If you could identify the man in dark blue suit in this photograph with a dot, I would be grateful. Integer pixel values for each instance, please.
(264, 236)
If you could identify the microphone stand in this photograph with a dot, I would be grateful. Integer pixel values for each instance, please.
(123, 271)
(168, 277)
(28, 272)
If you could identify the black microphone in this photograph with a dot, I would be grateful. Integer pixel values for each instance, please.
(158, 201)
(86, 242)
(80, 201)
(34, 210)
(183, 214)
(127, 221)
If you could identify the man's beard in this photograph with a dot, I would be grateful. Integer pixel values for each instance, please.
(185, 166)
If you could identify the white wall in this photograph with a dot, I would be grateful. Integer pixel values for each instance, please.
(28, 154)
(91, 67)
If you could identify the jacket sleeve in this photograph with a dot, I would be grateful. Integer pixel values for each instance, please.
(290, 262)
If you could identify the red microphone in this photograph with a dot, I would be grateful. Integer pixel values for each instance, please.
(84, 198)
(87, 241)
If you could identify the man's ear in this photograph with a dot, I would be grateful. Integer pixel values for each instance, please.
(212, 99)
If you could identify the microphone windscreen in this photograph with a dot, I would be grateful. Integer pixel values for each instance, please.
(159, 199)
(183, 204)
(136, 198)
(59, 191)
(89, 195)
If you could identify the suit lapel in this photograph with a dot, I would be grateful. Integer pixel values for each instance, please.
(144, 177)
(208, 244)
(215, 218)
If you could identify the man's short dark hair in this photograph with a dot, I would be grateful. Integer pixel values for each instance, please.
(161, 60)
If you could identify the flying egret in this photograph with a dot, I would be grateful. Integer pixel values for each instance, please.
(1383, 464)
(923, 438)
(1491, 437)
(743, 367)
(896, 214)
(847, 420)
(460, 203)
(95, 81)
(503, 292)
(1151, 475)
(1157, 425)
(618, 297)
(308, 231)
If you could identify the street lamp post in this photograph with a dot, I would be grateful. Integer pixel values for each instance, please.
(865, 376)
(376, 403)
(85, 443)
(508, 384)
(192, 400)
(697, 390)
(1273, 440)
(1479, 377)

**Work required**. Transcribe, in full, each record that appears above.

**Written response**.
If you could identify the man in dark blue suit in this photograph with a dot, I would be grateful. Integer pixel values for each instance, please.
(264, 236)
If you could identify the microphone stand in this photograph with a dot, I would be grateful. Integer pixel values for each instance, please.
(123, 271)
(168, 277)
(28, 272)
If you could identify the black microphone in this photograph with a dot, I would be grateful. Integer pixel values for each instance, please.
(158, 201)
(86, 242)
(80, 201)
(34, 210)
(183, 214)
(127, 221)
If you could identify the man's beard in this photograph with a dot, I would be grateful. Integer pixel values for each instance, please.
(185, 166)
If you could identify the white wall in this photograph with a dot, I would be grateful. Integer pixel values for each instance, please.
(28, 154)
(91, 67)
If you could identify the jacket sleeve in this photograph with a dot, I would be grateful. Integer pixel values for each instance, please.
(290, 262)
If you could identify the red microphone in this photograph with a dot, I would be grateful. Integer pixel values for each instance, please.
(84, 198)
(87, 241)
If you could identify the man's ear in this photograph with a dot, I would be grateful. Integer pixel values for each instance, please.
(212, 99)
If you could identify the microphone windscreen in this photograph with a dot, I would be grateful. Integer pixel values for each instance, please.
(159, 199)
(183, 204)
(136, 198)
(59, 191)
(89, 195)
If you could identify the suit lapel in this photograph with a dot, I would be grateful. Integer pixel values for each instance, please.
(144, 177)
(208, 244)
(215, 218)
If you could identify the man's short dark hair in this photograph with a dot, I would be grateful. Integer pixel values for each instance, please.
(161, 60)
If you could identify the flying egret in this photograph with a dot, I would be grateful. Integer pixel values for each instance, please.
(1383, 464)
(923, 438)
(1491, 437)
(743, 367)
(896, 214)
(847, 420)
(460, 203)
(95, 81)
(503, 292)
(1151, 475)
(1157, 425)
(618, 297)
(308, 231)
If you could identify the street lamp post in this photograph with a dot, I would be grateful. Integer pixel values for each instance, please.
(865, 376)
(376, 403)
(85, 443)
(508, 384)
(192, 400)
(697, 390)
(1273, 440)
(1479, 377)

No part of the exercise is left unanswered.